* _Task statement_: Continue the following excerpt on EDLC and CLF litigation investing, starting right after its last sentence.

In contrast, EDLC investors can make their investments in equities and the very nature of equities is that their upside is unlimited.  And the consequence of this is not only can they benefit from the mispricing of the security in the market related to the litigation or regulatory event, they can also benefit (or potentially suffer) from the successful (or unsuccessful) operations of the company in which they are investing.  Accordingly, this puts the onus on the manager to not only analyze the event in the context of the value of the business, but they must also analyze the operations of the business in the context of the market(s) in which it competes. If an EDLC manager were to invest in the equity of a business on the basis of solely the litigation event that is impairing their value of the equity, then if that same business is performing poorly any gains that may result from the resolution of the event may be completely offset by the company’s operational performance, which is where hedging may come in to play. Another tool EDLC investors have at their disposal is to vary the size of the investment to take Into account the risk of movements in fundamental value.  For example, while an EDLC investor may be positively inclined to Sonos’ intellectual property claim against Google, they may decide to size their Sonos position to a small percent of their portfolio and then wait until closer to the trial to increase the size to their more typical hold size.  This is unlike CLF investors who typically cannot modulate their Investment to take account of market conditions.


When a CLF investor enters into an investment, they are typically limited in terms of their ability to hedge themselves, as their options to limit risk are constrained since many of the plaintiffs are private enterprises. Sometimes, the borrower might be a publicly-listed company that has other financial options to offer in terms of derivatives that could serve to limit downside risk to accentuate upside returns, but this more the exception than the norm. More recently, insurance products have been developed for the CLF market to effectively share the risk that CLF investors assume and while these have been generally helpful to offset loss, they can come at a steep price which significantly affects the economics of the CLF investing (although the same can be said for the cost of hedging in EDLC investing). It also remains to be seen whether these insurance products will ultimately pay off in the event of a loss as there hasn’t been a lot of empirical evidence of this given the nascency of the CLF insurance market (the same counter-party risk does not generally apply to derivatives).

Conversely, in the world of EDLC investing the investor can typically use derivatives to structure their investment from the outset, which could potentially serve as a hedge (e.g. put options) to limit their downside risk if they are investing long the equity or an equity sweetener (e.g. call options) to potentially enhance the benefits inherent in a positive outcome.  Credit default swaps may be helpful to limit downside risk if the EDLC investor is investing in publicly-listed debt. Of course, as with any financial instrument the use of options comes with a cost.  The other challenge associated with derivatives is that they are generally time sensitive products, and since litigation is inherently difficult to judge in terms of timing, the use of derivatives comes with duration risk in addition to the binary risk associated with the litigation inherent in the EDLC investment. In this sense, options would be considered an imperfect hedge.

* _Collected material_:
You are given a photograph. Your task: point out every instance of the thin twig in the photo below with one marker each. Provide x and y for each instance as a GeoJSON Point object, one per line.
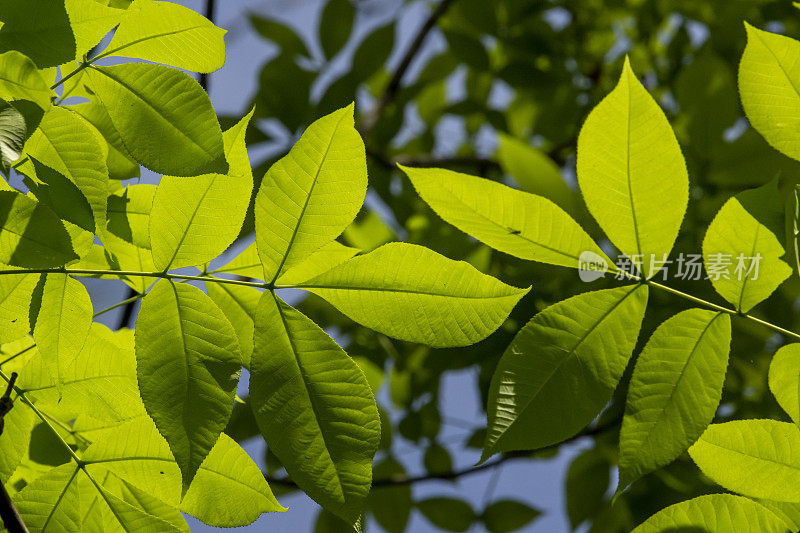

* _The response_:
EDLC Investors may also seek to Isolate the litigation claim.  Some empirical examples Include: (i) long Buenos Aires bonds (the only Argentinian province that has not restructured) and short Argentina sovereign bonds (which has high correlation to Buenos Aires debt), (ii) long Hertz equity and short Avis equity, and (iii) long Mallinckrodt first liens that have a make-whole claim (claim for call-protection) and short pari passu first lien debt that has no make-whole claim, thereby taking out company and market risk.  These are all tools that CLF investors typically don’t have in their funding contracts, mainly because many of their clients are privately held.

Active vs. Passive Investing

In the context of CLF investing, once the funding contract has been negotiated, the funder is prohibited by law, in most jurisdictions, from interfering in the case or influencing the lawyer or the plaintiff in their decision-making process.  Some funders will actively try to assist the plaintiff and counsel by organizing and participating in mock trials or they may bring data analysis to the attention of their partners to make for better decision making but by and large they are passive investors.

EDLC investors on the other hand are typically active investors. They may sit on credit committee boards if they are owners of the debt and are actively trying to represent the best interests of the debt holders to maximize their return. They may also interact with management teams and provide their insight on the litigation event as it would not be uncommon for them to be in attendance at court events in an effort to ascertain whether the outcome of the event is likely to result in a manner consistent with their thesis, or perhaps inform them as to whether they should reduce their exposure or exit altogether. Other examples of activism include recommending supplemental strategic counsel to companies to enhance litigation strategies, sharing legal due diligence material with the company to improve litigation knowledge (i.e. sharing FOIA materials to improve knowledge about its competitors), and joining ad hoc bondholder groups. In addition, the EDLC investor can also provide the company financing to monetize litigation trust units other unsecured investors have no interest in.

Lender vs. Owner

They say “ownership has its privileges” and it is no less applicable to EDLC investing. Litigation Funders are non-recourse investors that ultimately obtain their rights through their funding contracts and as such their rights are limited to the terms and conditions of those very funding contracts and they cannot influence the outcome of the case.  Once they make their investment, there is not much they can do other than provide their opinions, provide value added services and watch the investment play out, which also makes them dependent on legal counsel and subject to the plaintiff’s wishes.  On the odd occasion and on the assumption the litigation has been de-risked and is of a decent size, the manager may be able to engage in a secondary market transaction to monetize part of their investment, similar to what Burford did with its “Peterson” investment.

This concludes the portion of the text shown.